(Rows from a dataset)
◇ ◇ ◇ ◇ ◇
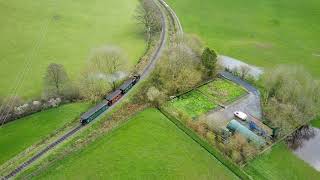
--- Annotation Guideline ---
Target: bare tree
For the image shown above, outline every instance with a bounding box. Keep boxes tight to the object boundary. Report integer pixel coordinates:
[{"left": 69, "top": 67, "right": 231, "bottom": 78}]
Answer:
[
  {"left": 135, "top": 0, "right": 161, "bottom": 49},
  {"left": 79, "top": 46, "right": 130, "bottom": 101},
  {"left": 89, "top": 46, "right": 130, "bottom": 90},
  {"left": 263, "top": 66, "right": 320, "bottom": 133},
  {"left": 239, "top": 65, "right": 250, "bottom": 79},
  {"left": 79, "top": 69, "right": 111, "bottom": 102},
  {"left": 44, "top": 63, "right": 69, "bottom": 97}
]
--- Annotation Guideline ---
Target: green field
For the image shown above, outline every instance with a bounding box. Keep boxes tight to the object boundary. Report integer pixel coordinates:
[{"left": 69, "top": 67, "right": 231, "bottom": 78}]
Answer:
[
  {"left": 0, "top": 0, "right": 145, "bottom": 98},
  {"left": 0, "top": 103, "right": 88, "bottom": 165},
  {"left": 245, "top": 143, "right": 320, "bottom": 180},
  {"left": 168, "top": 79, "right": 246, "bottom": 118},
  {"left": 311, "top": 118, "right": 320, "bottom": 128},
  {"left": 169, "top": 90, "right": 218, "bottom": 118},
  {"left": 167, "top": 0, "right": 320, "bottom": 77},
  {"left": 30, "top": 109, "right": 236, "bottom": 179},
  {"left": 198, "top": 79, "right": 246, "bottom": 104}
]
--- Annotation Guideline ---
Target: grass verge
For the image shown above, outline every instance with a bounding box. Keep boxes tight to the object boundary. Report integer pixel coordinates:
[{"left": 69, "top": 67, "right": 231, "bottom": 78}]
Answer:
[
  {"left": 18, "top": 109, "right": 236, "bottom": 179},
  {"left": 0, "top": 0, "right": 145, "bottom": 99},
  {"left": 0, "top": 103, "right": 89, "bottom": 164},
  {"left": 161, "top": 107, "right": 251, "bottom": 179},
  {"left": 167, "top": 0, "right": 320, "bottom": 77},
  {"left": 244, "top": 143, "right": 320, "bottom": 180}
]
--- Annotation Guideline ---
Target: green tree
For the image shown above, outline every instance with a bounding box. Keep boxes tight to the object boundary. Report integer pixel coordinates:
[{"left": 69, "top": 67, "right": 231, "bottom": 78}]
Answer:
[{"left": 201, "top": 47, "right": 218, "bottom": 77}]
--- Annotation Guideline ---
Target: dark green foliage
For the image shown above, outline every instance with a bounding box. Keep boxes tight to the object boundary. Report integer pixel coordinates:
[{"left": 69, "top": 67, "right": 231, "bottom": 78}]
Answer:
[
  {"left": 160, "top": 109, "right": 251, "bottom": 179},
  {"left": 201, "top": 47, "right": 218, "bottom": 77}
]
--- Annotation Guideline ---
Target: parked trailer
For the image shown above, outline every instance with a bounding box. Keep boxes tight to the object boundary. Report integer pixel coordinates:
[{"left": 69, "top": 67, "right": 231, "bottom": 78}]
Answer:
[{"left": 80, "top": 100, "right": 109, "bottom": 124}]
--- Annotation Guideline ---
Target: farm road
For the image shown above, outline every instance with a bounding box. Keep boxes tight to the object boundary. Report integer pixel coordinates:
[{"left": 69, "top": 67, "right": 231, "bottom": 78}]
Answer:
[
  {"left": 207, "top": 72, "right": 262, "bottom": 125},
  {"left": 0, "top": 0, "right": 183, "bottom": 179}
]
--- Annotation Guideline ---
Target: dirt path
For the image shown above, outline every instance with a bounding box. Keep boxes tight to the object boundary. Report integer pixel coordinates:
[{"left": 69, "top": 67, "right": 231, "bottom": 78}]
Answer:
[{"left": 207, "top": 72, "right": 262, "bottom": 125}]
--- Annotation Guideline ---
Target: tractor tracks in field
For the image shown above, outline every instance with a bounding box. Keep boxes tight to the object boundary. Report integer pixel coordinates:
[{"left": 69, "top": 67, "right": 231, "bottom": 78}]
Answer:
[{"left": 1, "top": 0, "right": 183, "bottom": 179}]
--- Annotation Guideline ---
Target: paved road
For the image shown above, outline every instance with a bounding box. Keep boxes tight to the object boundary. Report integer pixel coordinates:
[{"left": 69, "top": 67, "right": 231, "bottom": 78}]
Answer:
[
  {"left": 3, "top": 0, "right": 182, "bottom": 179},
  {"left": 207, "top": 72, "right": 262, "bottom": 126}
]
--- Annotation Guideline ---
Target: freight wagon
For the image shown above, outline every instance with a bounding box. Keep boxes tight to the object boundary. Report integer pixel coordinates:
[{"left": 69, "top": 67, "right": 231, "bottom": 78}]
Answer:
[{"left": 80, "top": 75, "right": 140, "bottom": 125}]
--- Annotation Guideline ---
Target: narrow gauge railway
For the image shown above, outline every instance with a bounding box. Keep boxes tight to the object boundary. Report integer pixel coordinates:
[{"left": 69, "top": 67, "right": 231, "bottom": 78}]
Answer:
[
  {"left": 80, "top": 75, "right": 140, "bottom": 125},
  {"left": 0, "top": 0, "right": 178, "bottom": 179}
]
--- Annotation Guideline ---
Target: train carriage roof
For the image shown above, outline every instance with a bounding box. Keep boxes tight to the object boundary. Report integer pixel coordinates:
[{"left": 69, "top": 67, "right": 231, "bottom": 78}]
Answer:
[
  {"left": 119, "top": 79, "right": 134, "bottom": 90},
  {"left": 106, "top": 89, "right": 121, "bottom": 101},
  {"left": 81, "top": 100, "right": 107, "bottom": 119}
]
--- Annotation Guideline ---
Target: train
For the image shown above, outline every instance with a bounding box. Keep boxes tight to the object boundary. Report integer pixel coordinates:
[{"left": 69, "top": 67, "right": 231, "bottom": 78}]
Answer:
[{"left": 80, "top": 75, "right": 140, "bottom": 125}]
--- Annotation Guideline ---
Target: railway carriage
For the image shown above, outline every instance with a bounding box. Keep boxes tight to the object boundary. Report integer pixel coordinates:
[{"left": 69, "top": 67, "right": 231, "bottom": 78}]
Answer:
[
  {"left": 119, "top": 76, "right": 140, "bottom": 94},
  {"left": 80, "top": 75, "right": 140, "bottom": 125},
  {"left": 106, "top": 89, "right": 123, "bottom": 106}
]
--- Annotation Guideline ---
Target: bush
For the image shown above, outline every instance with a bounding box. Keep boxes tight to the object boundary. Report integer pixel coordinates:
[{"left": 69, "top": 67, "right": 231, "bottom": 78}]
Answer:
[{"left": 262, "top": 66, "right": 320, "bottom": 134}]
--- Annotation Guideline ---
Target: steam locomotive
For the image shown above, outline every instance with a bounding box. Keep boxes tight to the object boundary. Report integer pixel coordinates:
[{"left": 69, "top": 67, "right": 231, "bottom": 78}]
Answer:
[{"left": 80, "top": 75, "right": 140, "bottom": 125}]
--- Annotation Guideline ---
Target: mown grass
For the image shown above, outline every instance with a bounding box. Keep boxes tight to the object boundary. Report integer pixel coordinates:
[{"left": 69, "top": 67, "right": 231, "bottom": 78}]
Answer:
[
  {"left": 167, "top": 79, "right": 246, "bottom": 118},
  {"left": 311, "top": 118, "right": 320, "bottom": 128},
  {"left": 0, "top": 0, "right": 145, "bottom": 99},
  {"left": 167, "top": 0, "right": 320, "bottom": 77},
  {"left": 169, "top": 90, "right": 218, "bottom": 118},
  {"left": 34, "top": 109, "right": 236, "bottom": 179},
  {"left": 245, "top": 143, "right": 320, "bottom": 180},
  {"left": 0, "top": 103, "right": 89, "bottom": 164},
  {"left": 198, "top": 79, "right": 246, "bottom": 104}
]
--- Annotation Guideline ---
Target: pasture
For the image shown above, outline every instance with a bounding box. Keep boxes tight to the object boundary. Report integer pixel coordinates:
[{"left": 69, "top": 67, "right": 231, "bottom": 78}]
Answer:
[
  {"left": 30, "top": 109, "right": 236, "bottom": 179},
  {"left": 245, "top": 143, "right": 320, "bottom": 180},
  {"left": 198, "top": 79, "right": 247, "bottom": 104},
  {"left": 0, "top": 103, "right": 89, "bottom": 165},
  {"left": 167, "top": 0, "right": 320, "bottom": 77},
  {"left": 169, "top": 90, "right": 218, "bottom": 118},
  {"left": 311, "top": 118, "right": 320, "bottom": 128},
  {"left": 0, "top": 0, "right": 145, "bottom": 99},
  {"left": 167, "top": 78, "right": 246, "bottom": 119}
]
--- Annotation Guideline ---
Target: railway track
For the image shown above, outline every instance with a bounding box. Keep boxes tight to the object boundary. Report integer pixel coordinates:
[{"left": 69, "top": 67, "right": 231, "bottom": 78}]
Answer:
[{"left": 2, "top": 0, "right": 183, "bottom": 179}]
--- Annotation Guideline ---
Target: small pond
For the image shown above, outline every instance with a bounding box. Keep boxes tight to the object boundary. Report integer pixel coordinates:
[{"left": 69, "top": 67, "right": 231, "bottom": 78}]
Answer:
[{"left": 292, "top": 127, "right": 320, "bottom": 171}]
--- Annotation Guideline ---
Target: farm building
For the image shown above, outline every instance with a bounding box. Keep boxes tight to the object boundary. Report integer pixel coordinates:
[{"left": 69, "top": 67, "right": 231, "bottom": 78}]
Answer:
[{"left": 227, "top": 119, "right": 266, "bottom": 146}]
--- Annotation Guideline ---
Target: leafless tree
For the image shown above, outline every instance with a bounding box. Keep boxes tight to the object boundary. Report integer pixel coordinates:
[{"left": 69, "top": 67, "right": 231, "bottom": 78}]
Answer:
[
  {"left": 79, "top": 46, "right": 130, "bottom": 101},
  {"left": 263, "top": 66, "right": 320, "bottom": 133},
  {"left": 89, "top": 46, "right": 130, "bottom": 90},
  {"left": 134, "top": 0, "right": 161, "bottom": 48}
]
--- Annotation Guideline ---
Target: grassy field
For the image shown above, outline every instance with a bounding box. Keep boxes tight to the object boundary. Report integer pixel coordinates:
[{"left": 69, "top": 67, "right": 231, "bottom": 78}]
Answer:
[
  {"left": 168, "top": 79, "right": 246, "bottom": 118},
  {"left": 198, "top": 79, "right": 246, "bottom": 104},
  {"left": 0, "top": 0, "right": 145, "bottom": 98},
  {"left": 30, "top": 109, "right": 236, "bottom": 179},
  {"left": 169, "top": 90, "right": 218, "bottom": 118},
  {"left": 311, "top": 118, "right": 320, "bottom": 128},
  {"left": 167, "top": 0, "right": 320, "bottom": 77},
  {"left": 245, "top": 143, "right": 320, "bottom": 180},
  {"left": 0, "top": 103, "right": 88, "bottom": 164}
]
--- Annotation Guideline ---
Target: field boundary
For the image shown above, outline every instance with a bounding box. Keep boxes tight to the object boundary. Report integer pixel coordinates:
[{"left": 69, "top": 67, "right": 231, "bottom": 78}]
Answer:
[{"left": 159, "top": 108, "right": 252, "bottom": 180}]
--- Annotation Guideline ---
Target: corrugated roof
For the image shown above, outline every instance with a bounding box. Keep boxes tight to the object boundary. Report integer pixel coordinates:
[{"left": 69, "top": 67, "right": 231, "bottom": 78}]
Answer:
[
  {"left": 81, "top": 100, "right": 107, "bottom": 119},
  {"left": 119, "top": 79, "right": 134, "bottom": 90},
  {"left": 106, "top": 90, "right": 121, "bottom": 100}
]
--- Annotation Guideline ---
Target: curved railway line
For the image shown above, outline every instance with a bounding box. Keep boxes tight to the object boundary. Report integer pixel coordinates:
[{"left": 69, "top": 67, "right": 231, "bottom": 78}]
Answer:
[{"left": 2, "top": 0, "right": 183, "bottom": 179}]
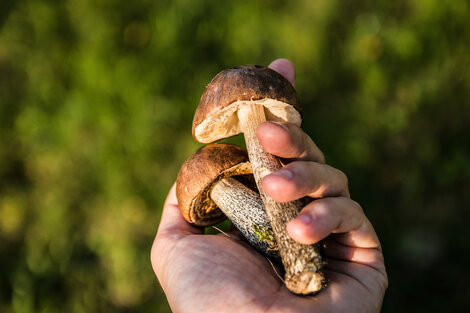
◇ ◇ ◇ ◇ ◇
**What you are asked to do**: Identify each line of the entries above that contains the word "field" and copy those lines out.

**Answer to this task**:
Target: green field
Target: tractor tracks in field
Target: grassy field
Target: field boundary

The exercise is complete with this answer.